---- Material provided

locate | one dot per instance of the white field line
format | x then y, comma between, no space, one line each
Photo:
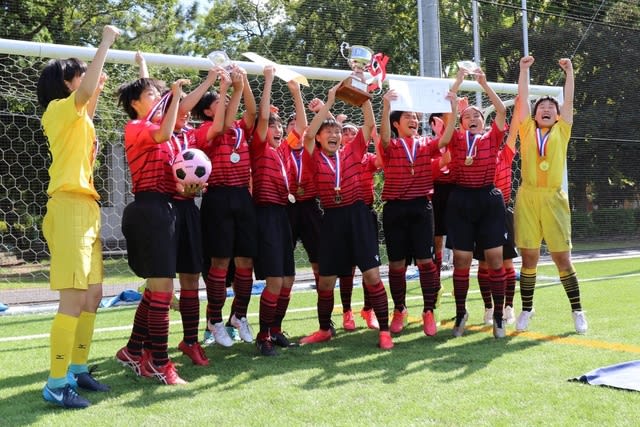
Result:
306,309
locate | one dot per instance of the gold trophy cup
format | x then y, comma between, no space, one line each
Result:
353,89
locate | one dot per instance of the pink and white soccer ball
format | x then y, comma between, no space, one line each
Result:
192,166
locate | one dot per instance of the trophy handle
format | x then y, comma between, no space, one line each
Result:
344,46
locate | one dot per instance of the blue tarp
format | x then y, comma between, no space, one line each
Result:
623,375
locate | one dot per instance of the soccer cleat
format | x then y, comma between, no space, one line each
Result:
370,317
280,339
488,316
208,338
348,324
580,321
65,396
243,327
129,360
499,328
220,334
429,324
166,374
194,352
458,327
384,340
85,381
266,348
522,323
509,315
398,320
318,336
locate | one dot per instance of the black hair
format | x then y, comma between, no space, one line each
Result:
545,98
51,84
205,102
129,92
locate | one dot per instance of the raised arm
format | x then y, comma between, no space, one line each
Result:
523,87
188,102
501,110
93,101
265,103
566,110
450,119
385,125
250,110
91,78
217,127
169,120
298,103
237,81
143,71
369,126
322,114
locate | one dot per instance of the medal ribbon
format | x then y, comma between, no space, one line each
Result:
542,142
298,162
411,155
283,170
472,141
335,170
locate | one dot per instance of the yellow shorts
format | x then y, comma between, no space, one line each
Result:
542,213
71,227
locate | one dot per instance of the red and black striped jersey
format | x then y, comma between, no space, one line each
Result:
504,172
270,172
407,167
369,168
338,176
149,161
473,159
229,155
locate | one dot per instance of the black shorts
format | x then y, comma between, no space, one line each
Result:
275,248
149,226
509,248
348,237
408,229
439,201
189,236
228,221
476,218
305,218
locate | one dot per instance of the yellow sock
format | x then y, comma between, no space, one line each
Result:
84,336
63,331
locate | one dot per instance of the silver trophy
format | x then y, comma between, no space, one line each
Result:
353,89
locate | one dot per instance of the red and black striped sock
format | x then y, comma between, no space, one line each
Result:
216,293
325,307
268,304
511,286
460,289
497,281
398,287
159,326
429,285
283,305
485,286
190,314
380,304
346,290
140,329
242,287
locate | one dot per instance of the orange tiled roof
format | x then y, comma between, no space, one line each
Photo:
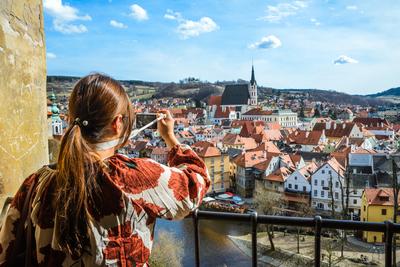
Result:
378,196
250,159
215,100
258,112
280,175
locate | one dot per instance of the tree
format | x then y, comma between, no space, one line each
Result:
305,210
317,113
167,251
266,202
396,189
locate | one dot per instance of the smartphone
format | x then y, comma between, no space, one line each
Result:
143,119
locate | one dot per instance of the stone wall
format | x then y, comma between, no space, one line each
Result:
23,129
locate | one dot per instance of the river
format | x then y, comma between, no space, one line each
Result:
216,249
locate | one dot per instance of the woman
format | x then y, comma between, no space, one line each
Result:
98,208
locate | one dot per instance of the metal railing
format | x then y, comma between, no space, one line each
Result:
388,228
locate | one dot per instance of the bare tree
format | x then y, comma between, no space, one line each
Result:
305,210
266,202
332,196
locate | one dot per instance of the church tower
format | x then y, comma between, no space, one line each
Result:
253,88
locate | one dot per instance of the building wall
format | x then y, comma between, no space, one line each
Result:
23,120
320,191
373,213
296,178
218,168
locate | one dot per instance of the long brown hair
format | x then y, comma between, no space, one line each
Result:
95,102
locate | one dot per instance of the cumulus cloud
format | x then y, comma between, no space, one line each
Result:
351,7
280,11
315,22
190,28
267,42
344,60
117,24
138,13
170,14
51,55
63,17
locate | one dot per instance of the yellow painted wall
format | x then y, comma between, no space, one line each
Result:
373,213
218,177
23,109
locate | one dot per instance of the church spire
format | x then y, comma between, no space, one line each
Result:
253,79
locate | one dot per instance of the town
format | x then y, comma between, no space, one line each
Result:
304,158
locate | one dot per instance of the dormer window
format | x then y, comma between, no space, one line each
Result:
383,198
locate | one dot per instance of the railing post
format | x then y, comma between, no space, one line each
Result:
317,241
388,243
254,239
196,237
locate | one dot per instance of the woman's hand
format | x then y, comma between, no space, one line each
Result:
165,128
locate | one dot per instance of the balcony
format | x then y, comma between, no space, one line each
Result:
317,223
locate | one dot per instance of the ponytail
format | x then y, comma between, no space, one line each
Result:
94,103
76,184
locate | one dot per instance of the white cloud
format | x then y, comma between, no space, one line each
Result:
170,14
63,16
50,55
117,24
280,11
315,22
138,13
270,41
351,7
344,60
189,28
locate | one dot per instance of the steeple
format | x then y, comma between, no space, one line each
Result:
253,88
253,79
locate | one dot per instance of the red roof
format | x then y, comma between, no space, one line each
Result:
215,100
206,149
370,122
379,196
258,112
335,129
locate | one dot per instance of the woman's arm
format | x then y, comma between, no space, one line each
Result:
169,192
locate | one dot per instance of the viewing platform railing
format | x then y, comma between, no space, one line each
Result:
387,227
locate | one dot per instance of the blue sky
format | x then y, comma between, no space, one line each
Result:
349,46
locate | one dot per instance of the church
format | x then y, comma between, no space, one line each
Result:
235,100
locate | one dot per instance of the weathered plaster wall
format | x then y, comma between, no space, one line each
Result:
23,129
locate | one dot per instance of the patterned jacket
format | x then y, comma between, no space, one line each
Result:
135,192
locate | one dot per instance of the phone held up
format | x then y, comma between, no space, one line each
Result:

--------

## What the task asks
Where a line above contains the string "shorts", copy that line.

## Response to the task
locate | one dot per instance of the yellow shorts
locate | one dot per instance of the black shorts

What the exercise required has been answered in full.